AIM OF THE TASK: Please copy out every line of the data word for word.

═════ DATASET EXCERPTS

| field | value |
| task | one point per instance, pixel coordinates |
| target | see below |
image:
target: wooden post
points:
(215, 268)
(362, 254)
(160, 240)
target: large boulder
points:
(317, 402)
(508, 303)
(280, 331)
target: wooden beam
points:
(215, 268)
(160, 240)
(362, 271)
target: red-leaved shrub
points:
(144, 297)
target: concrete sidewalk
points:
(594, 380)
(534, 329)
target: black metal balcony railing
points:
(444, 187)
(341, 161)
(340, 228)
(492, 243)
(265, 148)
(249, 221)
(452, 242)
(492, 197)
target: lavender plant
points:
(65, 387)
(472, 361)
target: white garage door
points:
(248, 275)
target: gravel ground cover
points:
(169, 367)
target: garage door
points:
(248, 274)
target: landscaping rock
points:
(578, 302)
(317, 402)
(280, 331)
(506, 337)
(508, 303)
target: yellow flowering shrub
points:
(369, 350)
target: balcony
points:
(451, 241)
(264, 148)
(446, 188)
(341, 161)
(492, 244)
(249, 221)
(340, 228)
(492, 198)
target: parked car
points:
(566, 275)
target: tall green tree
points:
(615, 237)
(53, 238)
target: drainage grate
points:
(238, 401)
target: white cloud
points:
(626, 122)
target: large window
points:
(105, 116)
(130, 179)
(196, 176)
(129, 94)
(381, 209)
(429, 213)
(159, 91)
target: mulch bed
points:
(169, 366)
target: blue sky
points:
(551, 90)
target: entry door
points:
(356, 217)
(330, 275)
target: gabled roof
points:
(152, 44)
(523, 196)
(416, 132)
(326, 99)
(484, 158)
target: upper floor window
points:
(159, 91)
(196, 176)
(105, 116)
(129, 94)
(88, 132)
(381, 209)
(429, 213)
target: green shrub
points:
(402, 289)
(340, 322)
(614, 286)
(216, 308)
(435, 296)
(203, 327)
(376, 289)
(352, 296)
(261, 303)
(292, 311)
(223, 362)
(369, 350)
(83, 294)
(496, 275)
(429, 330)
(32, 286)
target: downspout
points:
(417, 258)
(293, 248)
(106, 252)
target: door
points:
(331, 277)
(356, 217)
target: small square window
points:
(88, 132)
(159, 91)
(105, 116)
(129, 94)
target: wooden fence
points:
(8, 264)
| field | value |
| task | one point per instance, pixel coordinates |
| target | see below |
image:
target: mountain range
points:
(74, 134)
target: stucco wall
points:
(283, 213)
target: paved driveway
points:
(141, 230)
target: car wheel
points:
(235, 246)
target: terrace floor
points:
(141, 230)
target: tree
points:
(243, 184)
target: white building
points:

══════════

WRITTEN RESPONSE:
| field | value |
| task | one point per instance, pixel coordinates |
| target | see below |
image:
target: wooden post
points:
(215, 268)
(362, 254)
(160, 240)
target: large boulder
points:
(317, 402)
(508, 303)
(280, 331)
target: wooden beam
points:
(215, 268)
(160, 240)
(362, 271)
target: red-leaved shrub
points:
(144, 297)
target: concrete sidewalk
points:
(594, 380)
(534, 329)
target: black metal balcony railing
points:
(444, 187)
(341, 161)
(340, 228)
(492, 243)
(265, 148)
(249, 221)
(452, 242)
(492, 197)
target: lavender plant
points:
(65, 387)
(472, 361)
target: white garage door
points:
(248, 275)
target: gravel ground cover
points:
(169, 367)
target: garage door
points:
(248, 274)
target: landscaping rock
points:
(578, 302)
(317, 402)
(280, 331)
(506, 337)
(508, 303)
target: yellow flowering shrub
points:
(369, 350)
target: balcony
points:
(451, 241)
(264, 148)
(446, 188)
(341, 161)
(492, 244)
(249, 221)
(340, 228)
(492, 198)
target: parked car
points:
(566, 275)
target: tall green tree
points:
(615, 237)
(53, 238)
target: drainage grate
points:
(238, 401)
target: white cloud
points:
(626, 122)
target: large window
points:
(105, 116)
(130, 179)
(196, 176)
(129, 94)
(381, 209)
(429, 213)
(159, 91)
target: mulch bed
points:
(169, 366)
target: blue sky
points:
(551, 90)
target: entry door
points:
(356, 217)
(330, 275)
target: gabled roof
points:
(152, 44)
(523, 196)
(416, 132)
(326, 99)
(484, 158)
target: upper floor window
points:
(159, 91)
(196, 176)
(105, 116)
(129, 94)
(88, 132)
(381, 209)
(429, 213)
target: green shrub
points:
(402, 289)
(340, 322)
(614, 286)
(216, 308)
(435, 296)
(203, 327)
(376, 289)
(352, 296)
(261, 303)
(292, 311)
(223, 362)
(369, 350)
(83, 294)
(496, 275)
(429, 330)
(32, 286)
target: downspout
points:
(417, 258)
(293, 248)
(106, 252)
target: door
points:
(331, 277)
(356, 217)
target: small square window
points:
(88, 132)
(159, 91)
(105, 116)
(129, 94)
target: wooden fence
points:
(8, 264)
| field | value |
| task | one point per instance, pixel coordinates |
| target | see below |
image:
target: mountain range
points:
(74, 134)
target: stucco wall
points:
(283, 213)
target: paved driveway
points:
(141, 230)
target: car wheel
points:
(235, 246)
target: terrace floor
points:
(141, 230)
target: tree
points:
(243, 184)
target: white building
points:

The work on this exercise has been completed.